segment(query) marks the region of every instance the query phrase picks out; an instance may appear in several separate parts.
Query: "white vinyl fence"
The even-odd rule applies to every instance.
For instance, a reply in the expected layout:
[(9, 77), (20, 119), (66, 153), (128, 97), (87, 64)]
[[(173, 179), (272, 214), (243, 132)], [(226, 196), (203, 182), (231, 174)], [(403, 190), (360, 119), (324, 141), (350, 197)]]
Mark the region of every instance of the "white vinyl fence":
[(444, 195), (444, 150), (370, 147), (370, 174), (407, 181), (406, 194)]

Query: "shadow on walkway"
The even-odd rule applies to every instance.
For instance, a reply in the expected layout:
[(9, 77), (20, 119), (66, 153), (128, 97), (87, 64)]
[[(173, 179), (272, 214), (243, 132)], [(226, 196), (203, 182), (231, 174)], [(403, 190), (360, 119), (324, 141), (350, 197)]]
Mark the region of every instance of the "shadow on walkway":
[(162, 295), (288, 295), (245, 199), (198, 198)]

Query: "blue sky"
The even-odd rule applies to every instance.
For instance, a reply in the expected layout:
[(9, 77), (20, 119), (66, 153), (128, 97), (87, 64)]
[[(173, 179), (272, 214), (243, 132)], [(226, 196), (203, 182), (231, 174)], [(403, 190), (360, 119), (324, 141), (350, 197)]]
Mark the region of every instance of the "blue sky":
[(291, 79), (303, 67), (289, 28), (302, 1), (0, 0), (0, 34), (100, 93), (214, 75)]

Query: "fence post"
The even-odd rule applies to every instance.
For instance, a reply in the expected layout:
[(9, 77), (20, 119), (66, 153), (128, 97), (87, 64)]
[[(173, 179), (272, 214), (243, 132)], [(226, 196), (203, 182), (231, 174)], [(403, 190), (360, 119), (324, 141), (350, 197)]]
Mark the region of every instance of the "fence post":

※ ※ ※

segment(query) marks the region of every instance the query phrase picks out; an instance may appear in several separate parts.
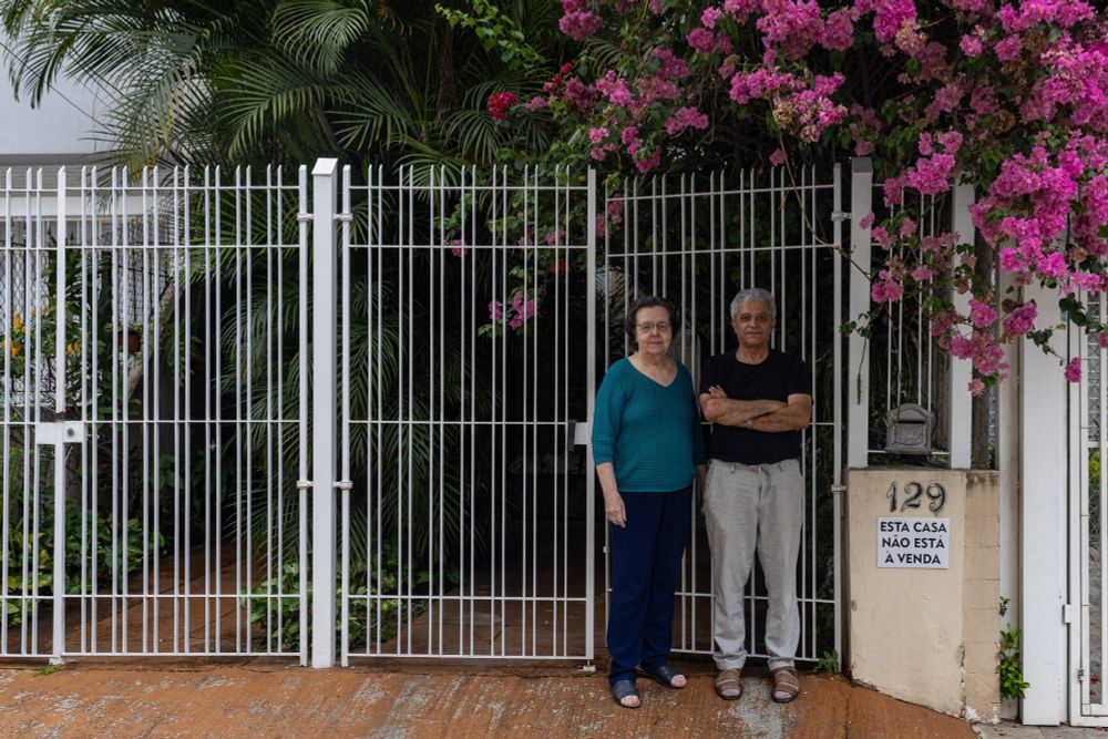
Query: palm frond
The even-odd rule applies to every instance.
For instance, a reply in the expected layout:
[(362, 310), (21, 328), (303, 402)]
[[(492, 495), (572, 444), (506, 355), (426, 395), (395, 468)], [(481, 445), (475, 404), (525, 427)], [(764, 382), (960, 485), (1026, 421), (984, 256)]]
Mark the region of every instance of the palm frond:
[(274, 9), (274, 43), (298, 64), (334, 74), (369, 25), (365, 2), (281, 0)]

※ ※ ※

▶ _Work required_
Please identify every line of the data above that contains the string "vinyl" and copy each of those lines in full.

▶ _Response below_
Query: "white vinyl fence"
Mark the region of every instance of the "white vinyl fence":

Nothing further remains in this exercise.